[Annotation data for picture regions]
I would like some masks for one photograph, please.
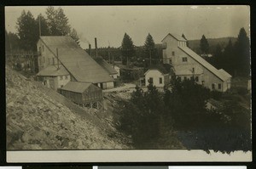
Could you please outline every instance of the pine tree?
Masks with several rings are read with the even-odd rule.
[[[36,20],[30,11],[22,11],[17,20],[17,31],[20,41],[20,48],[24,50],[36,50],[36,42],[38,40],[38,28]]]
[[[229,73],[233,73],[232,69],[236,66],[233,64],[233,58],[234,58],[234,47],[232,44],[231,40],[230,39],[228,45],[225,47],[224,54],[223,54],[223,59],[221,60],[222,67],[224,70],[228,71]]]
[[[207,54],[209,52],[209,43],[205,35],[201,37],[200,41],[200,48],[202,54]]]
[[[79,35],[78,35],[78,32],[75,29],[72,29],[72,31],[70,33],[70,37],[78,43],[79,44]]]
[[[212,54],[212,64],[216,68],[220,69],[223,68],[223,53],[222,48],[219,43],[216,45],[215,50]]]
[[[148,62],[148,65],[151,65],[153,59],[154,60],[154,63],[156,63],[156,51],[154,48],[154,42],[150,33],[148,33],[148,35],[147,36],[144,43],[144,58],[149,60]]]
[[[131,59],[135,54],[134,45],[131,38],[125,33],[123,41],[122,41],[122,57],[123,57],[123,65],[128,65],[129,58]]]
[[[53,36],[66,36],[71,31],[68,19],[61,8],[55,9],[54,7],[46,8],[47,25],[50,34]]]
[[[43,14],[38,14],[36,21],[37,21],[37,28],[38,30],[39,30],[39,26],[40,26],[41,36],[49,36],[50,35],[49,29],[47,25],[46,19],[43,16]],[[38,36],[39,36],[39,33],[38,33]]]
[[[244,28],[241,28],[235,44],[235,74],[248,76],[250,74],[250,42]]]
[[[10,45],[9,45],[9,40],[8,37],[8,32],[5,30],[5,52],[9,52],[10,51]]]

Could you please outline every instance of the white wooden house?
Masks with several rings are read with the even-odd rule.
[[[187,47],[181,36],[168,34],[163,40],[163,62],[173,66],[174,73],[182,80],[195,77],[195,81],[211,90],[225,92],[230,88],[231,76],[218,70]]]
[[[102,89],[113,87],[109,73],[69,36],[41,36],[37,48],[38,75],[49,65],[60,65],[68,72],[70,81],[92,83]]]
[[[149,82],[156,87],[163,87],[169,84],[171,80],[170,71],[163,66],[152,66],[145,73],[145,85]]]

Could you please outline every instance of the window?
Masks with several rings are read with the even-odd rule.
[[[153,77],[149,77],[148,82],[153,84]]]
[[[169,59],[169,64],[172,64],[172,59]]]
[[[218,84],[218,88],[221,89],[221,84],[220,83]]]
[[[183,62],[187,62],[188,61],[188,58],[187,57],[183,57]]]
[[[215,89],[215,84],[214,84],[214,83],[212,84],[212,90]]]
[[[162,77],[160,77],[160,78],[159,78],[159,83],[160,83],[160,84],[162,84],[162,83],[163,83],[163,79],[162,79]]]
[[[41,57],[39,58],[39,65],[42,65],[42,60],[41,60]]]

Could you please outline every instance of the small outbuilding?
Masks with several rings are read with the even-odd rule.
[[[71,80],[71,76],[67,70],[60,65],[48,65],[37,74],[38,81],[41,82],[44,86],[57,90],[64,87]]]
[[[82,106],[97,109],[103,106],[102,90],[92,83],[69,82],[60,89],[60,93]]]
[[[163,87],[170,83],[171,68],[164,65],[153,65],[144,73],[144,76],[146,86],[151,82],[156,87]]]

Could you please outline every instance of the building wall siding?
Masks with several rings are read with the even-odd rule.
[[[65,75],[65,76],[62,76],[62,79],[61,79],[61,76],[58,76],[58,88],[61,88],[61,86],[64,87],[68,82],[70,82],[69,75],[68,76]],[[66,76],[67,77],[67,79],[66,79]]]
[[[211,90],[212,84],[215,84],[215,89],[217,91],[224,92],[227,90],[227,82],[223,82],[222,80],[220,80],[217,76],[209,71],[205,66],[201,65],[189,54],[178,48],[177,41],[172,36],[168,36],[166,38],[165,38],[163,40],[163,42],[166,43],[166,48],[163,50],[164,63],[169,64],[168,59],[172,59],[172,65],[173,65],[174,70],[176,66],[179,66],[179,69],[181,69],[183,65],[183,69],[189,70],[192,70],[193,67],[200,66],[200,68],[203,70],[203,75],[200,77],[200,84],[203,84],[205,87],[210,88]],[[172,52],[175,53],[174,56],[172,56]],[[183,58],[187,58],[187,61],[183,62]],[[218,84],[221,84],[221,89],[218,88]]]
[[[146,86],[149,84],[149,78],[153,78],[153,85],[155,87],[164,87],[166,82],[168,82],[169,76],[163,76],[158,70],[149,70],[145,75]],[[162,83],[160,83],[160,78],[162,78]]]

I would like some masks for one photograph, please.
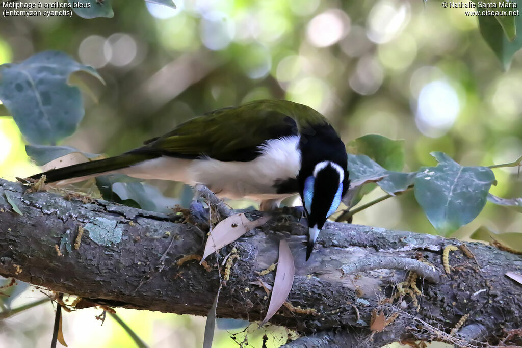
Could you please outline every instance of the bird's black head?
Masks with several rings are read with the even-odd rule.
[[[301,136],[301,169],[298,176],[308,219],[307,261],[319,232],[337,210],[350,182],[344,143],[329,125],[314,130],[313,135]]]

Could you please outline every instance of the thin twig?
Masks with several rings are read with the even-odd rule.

▶ [Task requirements] Could you return, unchanged, every line from the one that contains "Could you please outline every instance of the thin" through the final line above?

▶ [Exercise answer]
Could you please outline every instance of the thin twig?
Masks with several rings are read with the even-odd rule.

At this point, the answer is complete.